#### Wyodrębniony tekst
==============================

Dzień dobry Pani Joasiu. Bardzo dużo sprzedawców przywozi tutaj rzeczy zdobyte na flohmarktach, "przebicie" na niektórych towarach jest ogromne, gdy ktoś trafił coś za 4 euro, a sprzedaje za 100 zł. I dlatego jeśli na czymś szczególnym mi zależy, trzeba się trochę nachodzić. Ale też można rozróżnić typowych handlarzy od sprzedawców-kolekcjonerów. Pozdrawiam serdecznie.

==============================

#### Zestaw zadań
A. Skąd według tekstu o sprzedawcach pochodzą rzeczy, które wielu z nich tutaj przywozi?
B. Przetłumacz na angielski to zdanie z tekstu o sprzedawcach: „Ale też można rozróżnić typowych handlarzy od sprzedawców-kolekcjonerów.”
Rekordy nie mają tu żadnego znaczenia.

#### Rekordy oznaczania obszarów
==============================

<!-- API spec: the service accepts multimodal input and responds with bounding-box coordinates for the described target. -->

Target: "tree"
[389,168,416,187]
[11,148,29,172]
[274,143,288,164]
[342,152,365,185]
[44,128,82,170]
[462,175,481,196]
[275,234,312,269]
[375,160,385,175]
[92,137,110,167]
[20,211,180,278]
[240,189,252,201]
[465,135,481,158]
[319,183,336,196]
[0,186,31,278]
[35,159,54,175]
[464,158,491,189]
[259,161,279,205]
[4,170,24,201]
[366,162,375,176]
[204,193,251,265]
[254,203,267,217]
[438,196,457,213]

==============================

#### Ostateczne odpowiedzi
A. Z flohmarktów.

B. But you can also tell typical dealers apart from seller-collectors.